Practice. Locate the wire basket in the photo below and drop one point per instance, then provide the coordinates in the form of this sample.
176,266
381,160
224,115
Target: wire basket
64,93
-*-*-
* **The exercise**: Reproduce every line of the items above word for word, keeping them in the same order.

* **Result of the exercise**:
Practice. Locate the wire basket in the photo below and drop one point per instance, then provide the coordinates in the form of this sample.
176,266
381,160
224,115
Target: wire basket
64,93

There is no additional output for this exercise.